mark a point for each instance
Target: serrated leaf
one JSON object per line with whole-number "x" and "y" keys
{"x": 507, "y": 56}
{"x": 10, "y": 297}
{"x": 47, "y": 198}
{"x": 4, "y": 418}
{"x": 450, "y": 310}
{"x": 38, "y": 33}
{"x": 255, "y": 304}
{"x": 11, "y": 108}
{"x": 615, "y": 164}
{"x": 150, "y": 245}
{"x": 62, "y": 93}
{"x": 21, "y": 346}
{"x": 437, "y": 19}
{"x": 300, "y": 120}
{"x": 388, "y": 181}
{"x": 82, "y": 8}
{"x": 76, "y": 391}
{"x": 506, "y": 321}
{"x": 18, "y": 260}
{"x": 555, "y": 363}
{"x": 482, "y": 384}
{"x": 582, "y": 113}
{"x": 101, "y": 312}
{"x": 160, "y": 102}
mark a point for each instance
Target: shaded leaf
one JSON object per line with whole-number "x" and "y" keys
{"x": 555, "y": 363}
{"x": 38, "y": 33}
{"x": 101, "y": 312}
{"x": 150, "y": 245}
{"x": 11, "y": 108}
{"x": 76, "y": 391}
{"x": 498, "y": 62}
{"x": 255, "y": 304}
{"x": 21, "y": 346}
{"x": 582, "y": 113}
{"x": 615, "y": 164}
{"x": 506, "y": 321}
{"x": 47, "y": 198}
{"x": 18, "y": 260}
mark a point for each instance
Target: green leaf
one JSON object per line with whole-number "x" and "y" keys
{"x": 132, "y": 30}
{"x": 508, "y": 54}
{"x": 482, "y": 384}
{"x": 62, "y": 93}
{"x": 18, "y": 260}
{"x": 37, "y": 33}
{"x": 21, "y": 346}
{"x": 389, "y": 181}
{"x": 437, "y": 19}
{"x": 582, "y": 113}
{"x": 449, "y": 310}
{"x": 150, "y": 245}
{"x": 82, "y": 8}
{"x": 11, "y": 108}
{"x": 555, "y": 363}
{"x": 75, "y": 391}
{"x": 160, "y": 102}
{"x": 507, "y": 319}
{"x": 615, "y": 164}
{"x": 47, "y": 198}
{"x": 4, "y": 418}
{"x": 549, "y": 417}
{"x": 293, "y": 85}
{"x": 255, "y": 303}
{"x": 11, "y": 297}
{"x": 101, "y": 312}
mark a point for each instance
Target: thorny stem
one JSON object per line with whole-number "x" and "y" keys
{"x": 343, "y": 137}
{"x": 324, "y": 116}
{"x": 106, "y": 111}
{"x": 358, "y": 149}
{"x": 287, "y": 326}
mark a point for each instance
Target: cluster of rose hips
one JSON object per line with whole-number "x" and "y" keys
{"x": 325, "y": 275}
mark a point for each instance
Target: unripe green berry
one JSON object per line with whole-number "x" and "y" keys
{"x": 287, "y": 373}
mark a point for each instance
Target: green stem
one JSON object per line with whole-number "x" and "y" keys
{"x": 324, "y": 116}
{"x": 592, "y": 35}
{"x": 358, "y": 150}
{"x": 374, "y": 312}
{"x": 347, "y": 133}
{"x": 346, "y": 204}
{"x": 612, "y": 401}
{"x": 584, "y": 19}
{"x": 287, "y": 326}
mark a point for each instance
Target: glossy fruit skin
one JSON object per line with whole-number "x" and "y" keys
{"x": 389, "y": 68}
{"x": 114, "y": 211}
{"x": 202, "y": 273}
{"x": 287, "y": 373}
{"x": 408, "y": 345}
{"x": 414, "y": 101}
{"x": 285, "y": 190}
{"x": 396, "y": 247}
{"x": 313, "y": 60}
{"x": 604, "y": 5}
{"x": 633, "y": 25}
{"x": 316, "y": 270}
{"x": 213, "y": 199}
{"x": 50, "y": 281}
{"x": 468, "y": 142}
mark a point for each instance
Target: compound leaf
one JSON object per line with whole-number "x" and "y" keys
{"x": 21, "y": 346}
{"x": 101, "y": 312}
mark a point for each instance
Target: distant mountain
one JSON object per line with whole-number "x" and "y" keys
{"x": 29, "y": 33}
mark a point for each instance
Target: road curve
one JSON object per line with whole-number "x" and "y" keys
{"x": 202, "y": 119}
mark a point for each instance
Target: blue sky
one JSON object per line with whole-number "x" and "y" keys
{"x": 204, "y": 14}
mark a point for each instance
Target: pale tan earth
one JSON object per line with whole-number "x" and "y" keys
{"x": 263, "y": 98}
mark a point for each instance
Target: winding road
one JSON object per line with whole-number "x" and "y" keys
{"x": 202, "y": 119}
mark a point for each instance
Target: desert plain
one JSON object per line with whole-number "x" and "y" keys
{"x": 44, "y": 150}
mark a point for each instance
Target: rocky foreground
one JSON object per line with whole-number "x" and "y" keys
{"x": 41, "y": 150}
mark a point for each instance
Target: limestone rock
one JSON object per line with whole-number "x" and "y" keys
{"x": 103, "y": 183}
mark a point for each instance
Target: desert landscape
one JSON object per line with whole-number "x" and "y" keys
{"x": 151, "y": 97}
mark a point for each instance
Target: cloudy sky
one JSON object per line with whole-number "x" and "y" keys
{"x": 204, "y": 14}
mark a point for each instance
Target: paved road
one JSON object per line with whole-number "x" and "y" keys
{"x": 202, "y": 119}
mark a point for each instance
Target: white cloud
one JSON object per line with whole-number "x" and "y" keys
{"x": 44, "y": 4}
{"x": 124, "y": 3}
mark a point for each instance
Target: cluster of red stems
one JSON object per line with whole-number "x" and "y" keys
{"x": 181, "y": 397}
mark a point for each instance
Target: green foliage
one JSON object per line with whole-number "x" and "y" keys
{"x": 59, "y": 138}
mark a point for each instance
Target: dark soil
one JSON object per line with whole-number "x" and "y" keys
▬▬▬▬▬▬▬▬▬▬
[TO DO]:
Repeat, word for word, the lines from the opening of the material through the line containing "Target: green leaf".

[RESPONSE]:
mark a point for each instance
Target: serrated leaf
one JSON object per line with whole-number "x" and "y" keys
{"x": 507, "y": 56}
{"x": 10, "y": 297}
{"x": 47, "y": 198}
{"x": 4, "y": 418}
{"x": 450, "y": 310}
{"x": 38, "y": 33}
{"x": 255, "y": 304}
{"x": 11, "y": 108}
{"x": 615, "y": 164}
{"x": 150, "y": 245}
{"x": 62, "y": 93}
{"x": 21, "y": 346}
{"x": 437, "y": 19}
{"x": 300, "y": 120}
{"x": 388, "y": 181}
{"x": 82, "y": 8}
{"x": 76, "y": 391}
{"x": 506, "y": 321}
{"x": 18, "y": 260}
{"x": 555, "y": 363}
{"x": 482, "y": 384}
{"x": 582, "y": 113}
{"x": 101, "y": 312}
{"x": 160, "y": 102}
mark a point for each instance
Target: shaded leaf
one JSON object per line with whole-number "x" and "y" keys
{"x": 555, "y": 363}
{"x": 38, "y": 33}
{"x": 101, "y": 312}
{"x": 150, "y": 245}
{"x": 11, "y": 108}
{"x": 76, "y": 391}
{"x": 498, "y": 62}
{"x": 255, "y": 304}
{"x": 21, "y": 346}
{"x": 582, "y": 113}
{"x": 615, "y": 164}
{"x": 506, "y": 321}
{"x": 47, "y": 198}
{"x": 18, "y": 260}
mark a point for each instance
Target: green leaf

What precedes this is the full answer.